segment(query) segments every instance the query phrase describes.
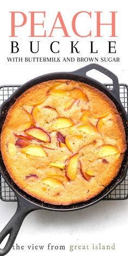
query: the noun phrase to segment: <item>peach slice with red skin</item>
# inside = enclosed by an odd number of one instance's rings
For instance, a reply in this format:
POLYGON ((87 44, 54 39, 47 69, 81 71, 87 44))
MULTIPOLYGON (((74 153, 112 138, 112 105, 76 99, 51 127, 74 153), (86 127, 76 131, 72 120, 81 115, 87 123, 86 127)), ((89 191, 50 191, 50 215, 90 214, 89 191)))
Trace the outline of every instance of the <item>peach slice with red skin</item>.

→ Task:
Reproduce every line of the items above word for word, leaving out the pictures.

→ Response for this exercise:
segment(query) segments every instance the query phrase describes.
query: the noun phrase to segment: <item>peach slice with red skin</item>
# inside = enclosed by an odd number of one instance's rings
For instance, a reply in this format:
POLYGON ((87 44, 54 39, 47 69, 81 71, 87 44))
MULTIPOLYGON (((74 153, 112 138, 112 105, 76 99, 51 127, 74 153), (86 127, 76 131, 72 120, 81 115, 87 123, 86 127)), ((89 191, 50 191, 50 215, 90 214, 89 191)))
Trace the outline of every instance of the <item>peach slice with red skin</item>.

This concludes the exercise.